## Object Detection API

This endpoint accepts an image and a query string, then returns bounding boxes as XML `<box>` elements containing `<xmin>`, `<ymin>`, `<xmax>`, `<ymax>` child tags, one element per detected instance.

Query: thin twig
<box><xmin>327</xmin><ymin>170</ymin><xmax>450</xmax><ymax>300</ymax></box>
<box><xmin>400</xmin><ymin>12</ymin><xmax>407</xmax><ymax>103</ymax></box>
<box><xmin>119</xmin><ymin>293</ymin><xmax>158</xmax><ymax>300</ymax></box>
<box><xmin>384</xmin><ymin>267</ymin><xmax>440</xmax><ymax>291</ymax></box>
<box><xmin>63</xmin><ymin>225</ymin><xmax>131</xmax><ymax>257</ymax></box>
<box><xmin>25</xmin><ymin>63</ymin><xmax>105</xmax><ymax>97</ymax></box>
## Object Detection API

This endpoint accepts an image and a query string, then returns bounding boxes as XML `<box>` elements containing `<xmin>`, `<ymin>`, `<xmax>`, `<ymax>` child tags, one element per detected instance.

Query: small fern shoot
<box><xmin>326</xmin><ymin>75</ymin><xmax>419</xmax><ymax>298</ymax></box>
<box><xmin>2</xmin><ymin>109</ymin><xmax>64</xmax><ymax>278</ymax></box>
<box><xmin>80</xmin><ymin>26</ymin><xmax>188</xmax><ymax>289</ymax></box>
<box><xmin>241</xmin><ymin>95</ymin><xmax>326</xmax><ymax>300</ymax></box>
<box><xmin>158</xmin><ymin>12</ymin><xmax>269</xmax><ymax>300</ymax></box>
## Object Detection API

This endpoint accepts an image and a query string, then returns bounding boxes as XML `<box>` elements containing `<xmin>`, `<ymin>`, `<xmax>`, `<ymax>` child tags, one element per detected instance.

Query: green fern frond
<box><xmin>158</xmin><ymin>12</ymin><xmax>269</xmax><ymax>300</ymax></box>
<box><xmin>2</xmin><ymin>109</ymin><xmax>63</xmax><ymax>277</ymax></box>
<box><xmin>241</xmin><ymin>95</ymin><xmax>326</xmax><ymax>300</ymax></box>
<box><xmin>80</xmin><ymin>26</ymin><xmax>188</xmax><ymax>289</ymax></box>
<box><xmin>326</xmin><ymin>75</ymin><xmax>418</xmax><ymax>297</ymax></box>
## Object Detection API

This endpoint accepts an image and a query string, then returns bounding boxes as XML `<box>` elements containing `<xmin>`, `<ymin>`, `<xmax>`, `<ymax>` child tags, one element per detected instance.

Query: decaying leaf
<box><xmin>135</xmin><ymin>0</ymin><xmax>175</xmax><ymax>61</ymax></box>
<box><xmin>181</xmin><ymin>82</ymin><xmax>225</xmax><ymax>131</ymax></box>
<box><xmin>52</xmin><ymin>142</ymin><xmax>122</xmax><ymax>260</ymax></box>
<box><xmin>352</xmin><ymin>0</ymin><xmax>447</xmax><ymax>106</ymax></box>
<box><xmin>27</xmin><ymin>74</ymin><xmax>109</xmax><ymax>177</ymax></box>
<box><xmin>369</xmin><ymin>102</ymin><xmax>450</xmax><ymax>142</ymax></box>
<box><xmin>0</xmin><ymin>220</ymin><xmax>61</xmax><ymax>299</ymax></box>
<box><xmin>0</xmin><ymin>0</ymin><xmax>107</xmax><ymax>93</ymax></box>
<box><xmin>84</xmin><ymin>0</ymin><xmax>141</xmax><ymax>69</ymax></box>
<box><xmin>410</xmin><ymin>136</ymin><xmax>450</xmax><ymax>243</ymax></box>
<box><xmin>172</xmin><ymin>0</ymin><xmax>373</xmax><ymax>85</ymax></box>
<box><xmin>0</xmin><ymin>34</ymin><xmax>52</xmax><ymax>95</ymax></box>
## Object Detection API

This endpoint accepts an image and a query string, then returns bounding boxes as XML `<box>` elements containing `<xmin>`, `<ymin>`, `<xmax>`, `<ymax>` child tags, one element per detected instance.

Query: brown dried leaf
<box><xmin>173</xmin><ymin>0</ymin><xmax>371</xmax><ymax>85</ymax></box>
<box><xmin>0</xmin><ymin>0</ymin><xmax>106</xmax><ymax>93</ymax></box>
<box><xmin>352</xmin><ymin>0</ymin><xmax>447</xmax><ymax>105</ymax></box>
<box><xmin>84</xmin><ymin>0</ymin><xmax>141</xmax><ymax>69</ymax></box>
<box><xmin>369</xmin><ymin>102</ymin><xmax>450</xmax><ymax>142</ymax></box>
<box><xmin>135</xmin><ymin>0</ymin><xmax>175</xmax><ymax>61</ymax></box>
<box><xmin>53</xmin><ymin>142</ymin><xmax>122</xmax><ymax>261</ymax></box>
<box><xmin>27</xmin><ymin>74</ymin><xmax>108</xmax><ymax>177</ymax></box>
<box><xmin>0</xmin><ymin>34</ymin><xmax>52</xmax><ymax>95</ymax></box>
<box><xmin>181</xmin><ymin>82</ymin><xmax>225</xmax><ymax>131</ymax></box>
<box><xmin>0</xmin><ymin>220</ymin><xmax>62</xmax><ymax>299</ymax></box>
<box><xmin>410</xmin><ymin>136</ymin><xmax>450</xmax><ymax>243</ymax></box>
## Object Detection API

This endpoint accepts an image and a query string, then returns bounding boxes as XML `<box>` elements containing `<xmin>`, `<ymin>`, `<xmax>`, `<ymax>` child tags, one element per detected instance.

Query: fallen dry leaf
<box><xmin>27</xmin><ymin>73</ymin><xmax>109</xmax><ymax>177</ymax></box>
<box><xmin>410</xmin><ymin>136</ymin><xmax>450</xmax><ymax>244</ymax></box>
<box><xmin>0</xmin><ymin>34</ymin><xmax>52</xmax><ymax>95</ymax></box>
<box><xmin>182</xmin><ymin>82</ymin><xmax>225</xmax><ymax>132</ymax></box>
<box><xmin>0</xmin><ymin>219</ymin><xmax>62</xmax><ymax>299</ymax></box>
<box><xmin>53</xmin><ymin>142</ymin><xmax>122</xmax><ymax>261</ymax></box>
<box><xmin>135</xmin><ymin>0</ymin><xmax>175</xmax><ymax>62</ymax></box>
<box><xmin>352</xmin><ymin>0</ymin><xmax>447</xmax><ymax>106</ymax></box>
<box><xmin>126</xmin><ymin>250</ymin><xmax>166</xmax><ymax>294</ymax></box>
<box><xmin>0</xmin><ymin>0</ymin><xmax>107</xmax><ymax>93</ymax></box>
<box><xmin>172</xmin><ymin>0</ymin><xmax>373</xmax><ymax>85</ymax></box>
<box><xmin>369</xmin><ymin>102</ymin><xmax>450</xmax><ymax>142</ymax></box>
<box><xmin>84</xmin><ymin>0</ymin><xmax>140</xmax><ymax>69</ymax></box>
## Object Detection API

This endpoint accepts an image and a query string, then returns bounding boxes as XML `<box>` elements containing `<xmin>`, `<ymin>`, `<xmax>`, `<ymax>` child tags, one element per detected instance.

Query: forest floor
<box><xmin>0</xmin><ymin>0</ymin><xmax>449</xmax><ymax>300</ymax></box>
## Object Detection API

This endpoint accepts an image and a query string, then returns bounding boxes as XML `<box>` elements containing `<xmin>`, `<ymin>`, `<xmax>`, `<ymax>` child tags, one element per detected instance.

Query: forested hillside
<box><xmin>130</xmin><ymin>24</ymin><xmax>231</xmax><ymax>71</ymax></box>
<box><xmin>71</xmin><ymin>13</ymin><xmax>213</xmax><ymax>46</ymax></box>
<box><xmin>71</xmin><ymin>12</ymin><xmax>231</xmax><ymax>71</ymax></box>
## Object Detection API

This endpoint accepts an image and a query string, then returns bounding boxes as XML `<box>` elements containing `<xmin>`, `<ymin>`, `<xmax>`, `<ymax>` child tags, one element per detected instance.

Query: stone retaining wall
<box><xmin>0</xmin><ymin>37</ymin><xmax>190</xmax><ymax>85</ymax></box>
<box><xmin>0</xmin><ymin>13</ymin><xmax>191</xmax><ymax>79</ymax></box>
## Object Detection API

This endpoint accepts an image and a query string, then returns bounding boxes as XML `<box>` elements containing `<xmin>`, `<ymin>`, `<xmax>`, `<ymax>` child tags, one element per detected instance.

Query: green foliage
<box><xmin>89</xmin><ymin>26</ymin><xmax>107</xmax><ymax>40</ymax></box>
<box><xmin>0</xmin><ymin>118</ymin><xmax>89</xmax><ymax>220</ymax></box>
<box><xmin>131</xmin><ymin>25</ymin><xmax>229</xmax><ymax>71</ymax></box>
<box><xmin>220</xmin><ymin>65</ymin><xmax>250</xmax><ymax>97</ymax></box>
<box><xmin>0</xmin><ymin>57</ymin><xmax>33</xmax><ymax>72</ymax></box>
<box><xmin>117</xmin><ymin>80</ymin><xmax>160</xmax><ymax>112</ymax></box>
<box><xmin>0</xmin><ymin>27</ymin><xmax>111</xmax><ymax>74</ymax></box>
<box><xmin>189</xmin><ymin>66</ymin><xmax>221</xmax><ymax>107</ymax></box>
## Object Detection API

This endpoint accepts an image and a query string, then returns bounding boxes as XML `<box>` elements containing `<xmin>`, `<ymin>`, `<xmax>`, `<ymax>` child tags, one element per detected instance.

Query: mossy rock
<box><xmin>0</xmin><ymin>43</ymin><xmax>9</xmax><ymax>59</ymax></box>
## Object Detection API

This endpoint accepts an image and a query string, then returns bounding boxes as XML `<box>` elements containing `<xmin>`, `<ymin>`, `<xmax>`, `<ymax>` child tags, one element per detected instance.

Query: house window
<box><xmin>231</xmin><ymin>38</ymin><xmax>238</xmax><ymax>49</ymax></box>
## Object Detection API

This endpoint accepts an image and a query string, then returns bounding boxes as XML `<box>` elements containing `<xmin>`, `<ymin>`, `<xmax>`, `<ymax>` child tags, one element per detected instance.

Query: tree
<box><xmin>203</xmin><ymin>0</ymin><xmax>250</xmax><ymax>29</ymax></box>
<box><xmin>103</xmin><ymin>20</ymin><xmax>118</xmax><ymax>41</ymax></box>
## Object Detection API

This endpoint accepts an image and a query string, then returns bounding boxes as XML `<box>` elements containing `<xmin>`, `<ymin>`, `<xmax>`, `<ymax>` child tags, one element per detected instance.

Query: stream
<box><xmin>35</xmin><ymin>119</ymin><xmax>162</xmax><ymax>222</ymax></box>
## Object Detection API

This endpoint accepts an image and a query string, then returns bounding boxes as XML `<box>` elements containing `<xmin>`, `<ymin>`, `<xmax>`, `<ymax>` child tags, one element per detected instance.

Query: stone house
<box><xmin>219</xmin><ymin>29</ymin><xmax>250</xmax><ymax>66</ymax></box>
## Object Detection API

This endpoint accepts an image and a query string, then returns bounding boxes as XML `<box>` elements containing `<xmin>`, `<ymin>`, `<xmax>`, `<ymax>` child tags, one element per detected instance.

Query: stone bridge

## Required work
Reply with the lines from the one that contains "Query: stream" through the last line of the material above, copied exactly and nothing else.

## Answer for the task
Query: stream
<box><xmin>35</xmin><ymin>119</ymin><xmax>162</xmax><ymax>222</ymax></box>
## Object Detection API

This endpoint accepts an image and a query string, then returns bounding boxes as XML `<box>` elements containing `<xmin>`, `<ymin>`, `<xmax>`, `<ymax>` child tags, one element per detected instance.

Query: stone house
<box><xmin>219</xmin><ymin>29</ymin><xmax>250</xmax><ymax>66</ymax></box>
## Object Detection API

This endpoint accepts an image and a query string, then returns bounding boxes as XML `<box>` elements containing `<xmin>`, `<ymin>`, `<xmax>`, `<ymax>` child tags, one element per detected instance.

Query: stone bridge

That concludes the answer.